* Problem description *
Copy the listing word for word, from its very start down through the line that contains "[5,692,129,715]". Leave the pictures out of your copy.

* Provided entries *

<<<<

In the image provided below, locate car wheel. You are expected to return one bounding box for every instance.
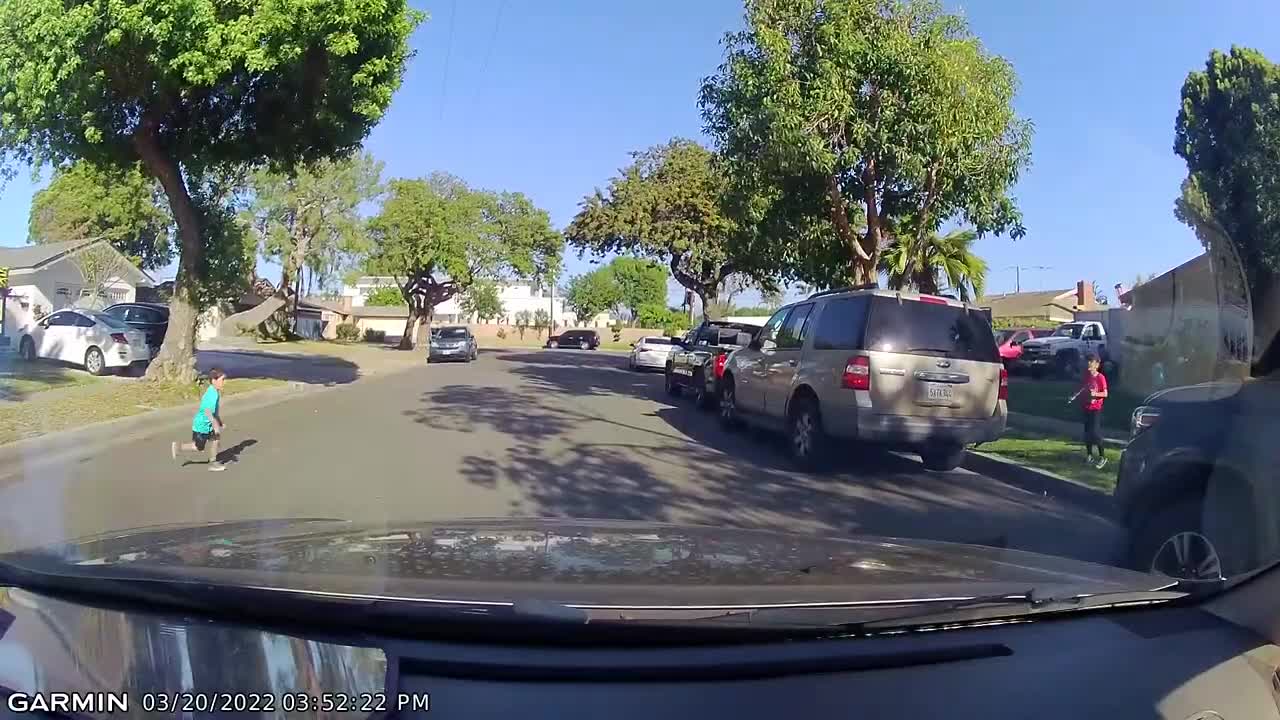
[694,370,716,410]
[719,375,742,429]
[787,397,828,470]
[664,370,680,397]
[1129,498,1253,580]
[920,445,964,473]
[84,347,106,375]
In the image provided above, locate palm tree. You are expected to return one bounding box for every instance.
[881,231,987,302]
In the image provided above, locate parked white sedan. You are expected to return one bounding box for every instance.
[18,310,151,375]
[630,337,680,370]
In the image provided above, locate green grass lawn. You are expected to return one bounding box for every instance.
[975,430,1120,493]
[0,359,101,401]
[0,370,284,445]
[1009,378,1143,432]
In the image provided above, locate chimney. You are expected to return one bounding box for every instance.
[1075,281,1093,310]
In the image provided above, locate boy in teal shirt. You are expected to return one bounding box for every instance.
[169,368,227,473]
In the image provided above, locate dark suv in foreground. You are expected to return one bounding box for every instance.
[1115,378,1280,580]
[547,331,600,350]
[719,287,1009,470]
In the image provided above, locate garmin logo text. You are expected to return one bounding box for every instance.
[5,692,129,715]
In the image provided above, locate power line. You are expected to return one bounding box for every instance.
[438,0,458,122]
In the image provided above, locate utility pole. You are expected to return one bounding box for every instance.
[1005,265,1053,292]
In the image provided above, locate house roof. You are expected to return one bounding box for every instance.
[351,305,408,318]
[0,237,154,286]
[0,238,101,270]
[302,295,347,315]
[978,290,1075,318]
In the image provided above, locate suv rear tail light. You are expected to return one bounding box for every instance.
[840,355,872,389]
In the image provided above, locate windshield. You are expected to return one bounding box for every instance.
[0,0,1280,638]
[90,313,129,331]
[865,297,1000,363]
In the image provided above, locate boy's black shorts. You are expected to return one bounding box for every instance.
[191,430,218,450]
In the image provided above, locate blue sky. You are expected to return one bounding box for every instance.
[0,0,1280,302]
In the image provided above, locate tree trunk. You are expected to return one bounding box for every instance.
[396,307,419,350]
[133,129,205,383]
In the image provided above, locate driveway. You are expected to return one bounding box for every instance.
[0,350,1120,561]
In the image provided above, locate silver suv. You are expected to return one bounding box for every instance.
[719,288,1009,470]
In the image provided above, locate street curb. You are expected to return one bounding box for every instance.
[961,450,1116,519]
[1009,411,1129,450]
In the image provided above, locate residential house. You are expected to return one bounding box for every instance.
[978,281,1100,325]
[338,275,609,337]
[0,240,152,350]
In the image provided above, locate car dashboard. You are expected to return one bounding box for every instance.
[0,588,1280,720]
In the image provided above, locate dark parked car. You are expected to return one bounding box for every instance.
[1115,378,1280,580]
[426,325,480,363]
[102,302,169,356]
[667,320,760,409]
[547,331,600,350]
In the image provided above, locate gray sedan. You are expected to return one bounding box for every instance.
[426,325,479,363]
[628,337,680,370]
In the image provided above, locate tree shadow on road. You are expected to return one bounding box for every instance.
[488,351,663,400]
[396,371,1121,560]
[196,350,360,386]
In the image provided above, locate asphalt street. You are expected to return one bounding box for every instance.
[0,350,1121,562]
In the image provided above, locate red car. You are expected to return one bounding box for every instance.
[996,328,1053,368]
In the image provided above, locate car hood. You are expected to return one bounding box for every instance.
[0,519,1167,607]
[1023,336,1075,348]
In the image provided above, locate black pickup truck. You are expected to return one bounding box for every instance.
[667,320,760,409]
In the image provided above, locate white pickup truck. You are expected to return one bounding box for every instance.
[1018,320,1110,379]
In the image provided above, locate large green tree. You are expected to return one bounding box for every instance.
[27,161,173,270]
[564,138,737,306]
[608,258,669,318]
[564,266,622,324]
[881,231,987,302]
[367,173,564,350]
[700,0,1030,286]
[1174,47,1280,374]
[240,152,381,325]
[0,0,422,379]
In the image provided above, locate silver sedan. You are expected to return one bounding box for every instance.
[628,337,680,370]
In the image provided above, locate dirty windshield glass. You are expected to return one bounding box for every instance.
[0,0,1280,645]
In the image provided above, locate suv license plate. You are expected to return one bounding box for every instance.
[924,383,955,402]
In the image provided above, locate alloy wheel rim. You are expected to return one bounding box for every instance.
[791,413,813,457]
[1151,530,1222,580]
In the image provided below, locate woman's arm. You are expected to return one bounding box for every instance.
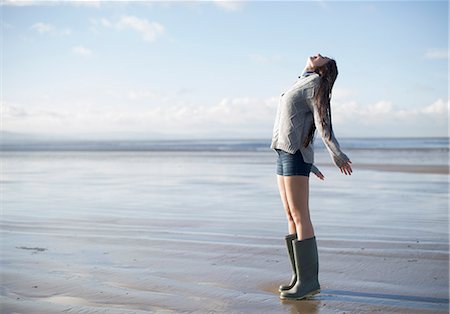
[308,99,350,168]
[311,165,325,180]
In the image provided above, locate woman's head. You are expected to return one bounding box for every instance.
[304,53,338,147]
[306,53,338,88]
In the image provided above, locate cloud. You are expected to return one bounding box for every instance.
[31,22,54,34]
[249,53,282,64]
[91,15,165,42]
[3,89,450,138]
[72,46,92,57]
[1,0,100,7]
[30,22,72,36]
[424,48,450,60]
[332,98,450,127]
[214,0,244,11]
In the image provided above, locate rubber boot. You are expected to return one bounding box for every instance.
[280,236,320,300]
[278,233,297,292]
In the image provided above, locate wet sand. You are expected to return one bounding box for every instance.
[1,151,449,314]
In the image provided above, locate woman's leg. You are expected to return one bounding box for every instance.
[282,176,314,240]
[277,175,296,234]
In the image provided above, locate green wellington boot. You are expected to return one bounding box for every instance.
[280,236,320,300]
[278,233,297,292]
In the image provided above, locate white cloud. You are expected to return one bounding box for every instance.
[30,22,72,36]
[72,46,92,57]
[249,53,282,64]
[31,22,54,34]
[424,48,450,59]
[3,89,450,137]
[332,99,450,126]
[214,0,244,11]
[91,15,165,42]
[1,0,100,7]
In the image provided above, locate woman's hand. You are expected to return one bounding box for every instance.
[339,160,353,176]
[314,170,325,181]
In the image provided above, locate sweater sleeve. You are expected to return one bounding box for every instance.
[311,165,320,175]
[309,95,350,168]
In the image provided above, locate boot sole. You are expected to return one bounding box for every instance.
[280,289,320,300]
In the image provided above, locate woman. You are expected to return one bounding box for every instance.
[271,54,352,300]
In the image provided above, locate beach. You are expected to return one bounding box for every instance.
[0,142,449,313]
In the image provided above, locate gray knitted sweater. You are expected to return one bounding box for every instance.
[270,73,349,172]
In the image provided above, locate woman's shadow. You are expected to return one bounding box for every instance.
[280,289,449,313]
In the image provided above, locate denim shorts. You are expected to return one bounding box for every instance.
[275,149,312,177]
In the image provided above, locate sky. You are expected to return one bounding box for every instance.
[0,0,449,140]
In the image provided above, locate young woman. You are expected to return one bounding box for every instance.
[271,54,352,300]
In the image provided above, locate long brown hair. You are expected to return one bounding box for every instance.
[303,59,338,147]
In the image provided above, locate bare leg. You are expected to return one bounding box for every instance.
[283,176,314,240]
[277,175,296,234]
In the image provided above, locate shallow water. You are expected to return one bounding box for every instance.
[1,151,448,313]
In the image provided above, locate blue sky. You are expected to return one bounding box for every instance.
[1,1,449,138]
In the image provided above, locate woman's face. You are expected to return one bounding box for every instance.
[307,53,331,69]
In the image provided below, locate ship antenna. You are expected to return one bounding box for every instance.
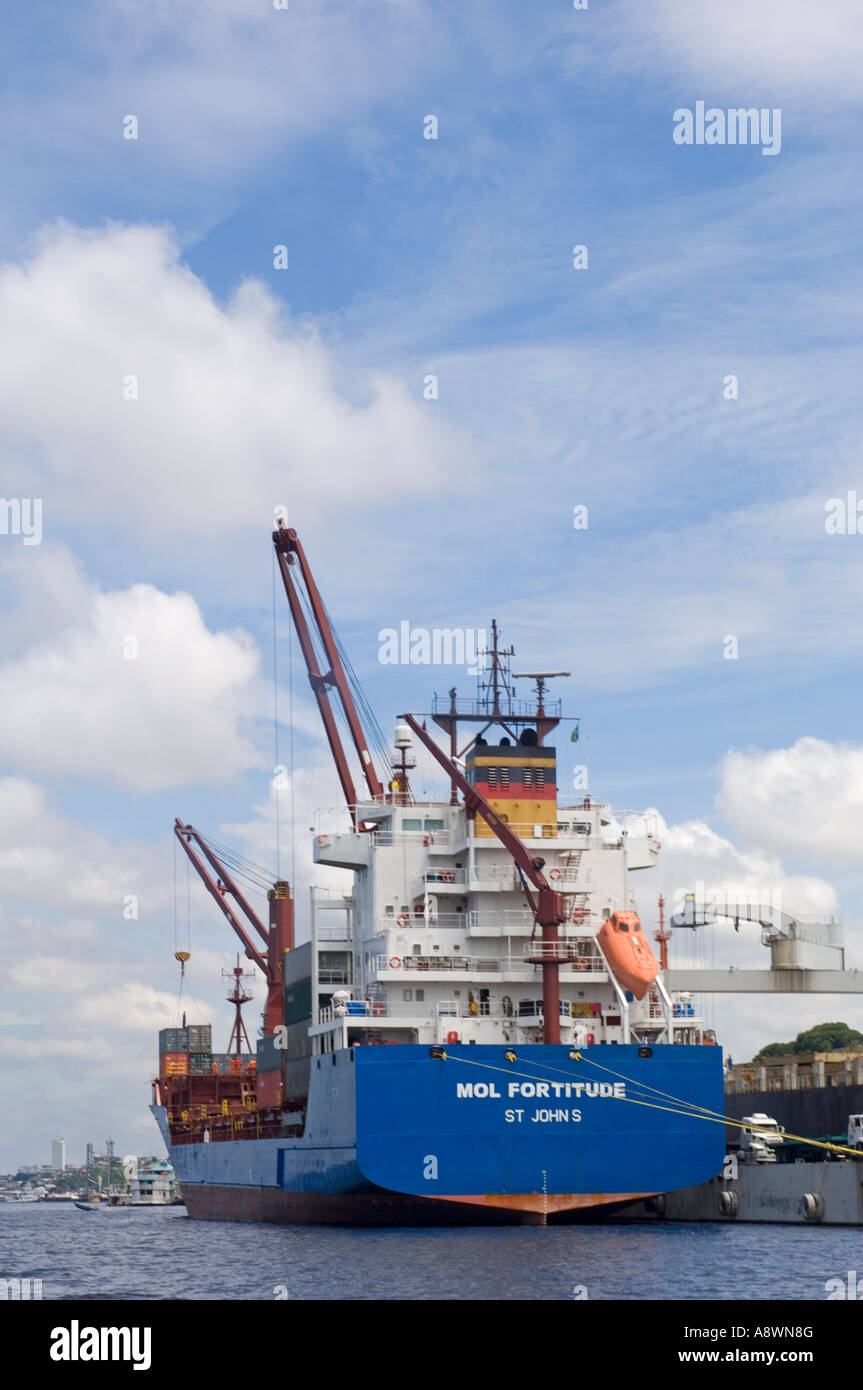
[222,955,254,1056]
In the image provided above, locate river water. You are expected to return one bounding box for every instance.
[0,1202,863,1301]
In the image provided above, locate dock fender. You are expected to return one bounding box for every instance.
[717,1187,741,1218]
[800,1193,824,1220]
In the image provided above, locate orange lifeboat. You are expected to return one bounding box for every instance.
[596,912,659,999]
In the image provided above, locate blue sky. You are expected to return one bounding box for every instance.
[0,0,863,1169]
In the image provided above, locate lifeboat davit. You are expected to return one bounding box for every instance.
[596,912,659,999]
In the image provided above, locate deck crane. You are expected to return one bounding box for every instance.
[272,521,384,830]
[400,714,571,1043]
[174,816,293,1037]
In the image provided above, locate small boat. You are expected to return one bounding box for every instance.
[596,912,659,999]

>>>>

* Response for this exercise *
In the image provided below, locate car wheel. You are expected to return one bounding box for every instance.
[694,370,716,410]
[719,375,742,429]
[787,397,828,470]
[664,370,680,397]
[1129,498,1253,580]
[920,445,964,473]
[84,347,106,375]
In the image provided above, locate palm tree. You are expected to return one bounding box for every instance.
[881,231,987,302]
In the image provided above, locate parked white sedan. You are expected to return one bounding box for every instance.
[18,310,151,375]
[630,337,680,370]
In the image provided above, locate green grass lawn. You are expected to return one bounding box for every instance.
[975,430,1120,493]
[0,359,101,401]
[0,370,284,445]
[1009,378,1143,432]
In the image provided above, locate chimney. You are expected to return one bounding box for every instance.
[1075,281,1093,310]
In the image provided above, locate boy in teal shirt. You are expected to return one bounding box for every instance.
[169,368,227,473]
In the image provided above, locate dark suv in foreground. You are expected to return one bounding box for every instance.
[1115,378,1280,580]
[547,331,600,350]
[719,287,1009,470]
In the image provided above, locate garmin logo text. You are expected to return one bounding box for every instance.
[5,692,129,715]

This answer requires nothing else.